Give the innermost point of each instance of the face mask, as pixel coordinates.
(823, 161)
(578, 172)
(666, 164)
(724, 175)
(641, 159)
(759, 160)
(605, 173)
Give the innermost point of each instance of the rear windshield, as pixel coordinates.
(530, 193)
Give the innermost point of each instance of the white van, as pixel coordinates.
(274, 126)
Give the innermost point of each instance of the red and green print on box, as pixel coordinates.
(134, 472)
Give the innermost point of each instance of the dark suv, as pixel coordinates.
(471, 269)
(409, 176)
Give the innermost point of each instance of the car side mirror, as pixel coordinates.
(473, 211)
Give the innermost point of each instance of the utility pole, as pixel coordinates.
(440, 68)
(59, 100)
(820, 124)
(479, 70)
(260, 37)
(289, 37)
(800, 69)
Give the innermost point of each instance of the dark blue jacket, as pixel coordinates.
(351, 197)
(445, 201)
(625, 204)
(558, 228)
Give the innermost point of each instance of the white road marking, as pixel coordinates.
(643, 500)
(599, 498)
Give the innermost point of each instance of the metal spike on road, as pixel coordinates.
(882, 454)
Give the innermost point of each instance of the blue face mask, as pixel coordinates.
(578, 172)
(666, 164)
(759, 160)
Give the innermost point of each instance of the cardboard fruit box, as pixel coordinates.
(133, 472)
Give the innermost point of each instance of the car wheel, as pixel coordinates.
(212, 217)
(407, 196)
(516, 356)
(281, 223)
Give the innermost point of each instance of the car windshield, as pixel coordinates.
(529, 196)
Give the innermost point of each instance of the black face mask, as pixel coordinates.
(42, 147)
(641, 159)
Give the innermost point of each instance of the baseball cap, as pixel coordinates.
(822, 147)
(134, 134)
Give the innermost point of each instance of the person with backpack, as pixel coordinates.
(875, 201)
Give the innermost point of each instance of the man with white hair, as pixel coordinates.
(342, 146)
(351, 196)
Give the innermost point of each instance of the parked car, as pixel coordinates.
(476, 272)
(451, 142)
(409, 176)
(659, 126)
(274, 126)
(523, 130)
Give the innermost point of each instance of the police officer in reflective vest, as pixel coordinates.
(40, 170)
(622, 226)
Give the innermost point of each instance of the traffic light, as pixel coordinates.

# # # # #

- What you should do -
Retype each record, matching it exactly.

- Response area -
Give the innermost point of each instance of the face mask, as pixel coordinates.
(823, 161)
(578, 172)
(666, 164)
(724, 175)
(641, 159)
(759, 160)
(605, 173)
Give the innermost point of each instance of the rear windshield, as pixel coordinates.
(530, 193)
Give the innermost point of each instance of the white van, as pixel coordinates.
(274, 126)
Give the innermost point of each instance of the red and green print on box, as pixel coordinates.
(134, 472)
Give the innermost point of each instance of the dark suv, as pixel coordinates.
(471, 269)
(409, 176)
Give the innermost point of each instance of the car side mirror, as pixel coordinates.
(473, 211)
Give the innermost point of each instance of the utility pole, as pixel coordinates.
(440, 68)
(59, 100)
(820, 124)
(479, 70)
(260, 37)
(289, 37)
(800, 69)
Give the innermost point of each instance of the dark blue jacket, as pixel coordinates.
(351, 197)
(445, 201)
(625, 204)
(558, 228)
Give the innermost point of each instance of the white road marking, as pixel coordinates.
(643, 500)
(599, 498)
Give the innermost point of each instance of the metal spike on road, as pixel coordinates.
(882, 454)
Give the innermost point of each instance of the blue face mask, as pixel coordinates.
(578, 172)
(666, 164)
(759, 160)
Give the innermost point of each instance of the cardboard fruit box, as pixel coordinates.
(133, 472)
Give the innermost point of each instance of the car wheel, as pixel coordinates.
(212, 217)
(407, 196)
(516, 356)
(281, 223)
Give the innermost point of each instance of the car windshield, as pixel coordinates.
(529, 196)
Give the innermost point of each instance of the black face mask, as pixel coordinates.
(42, 147)
(641, 159)
Give the innermost point of each instance of the baseball cap, as pixel coordinates.
(822, 147)
(134, 134)
Give the innermost point of each instance of the person with backpack, as pixel coordinates.
(875, 201)
Give the innermost point of each instance of the man with white hair, as pixel coordinates.
(342, 146)
(351, 196)
Give the innermost point of each instance of the parked car, as pixel coordinates.
(476, 272)
(451, 142)
(409, 176)
(659, 126)
(274, 126)
(523, 130)
Give the innermost point of each instance of the police officer in reflective vest, as pixel coordinates.
(40, 170)
(622, 226)
Give the innermost point of each instance of the traffic light, as pixel coordinates.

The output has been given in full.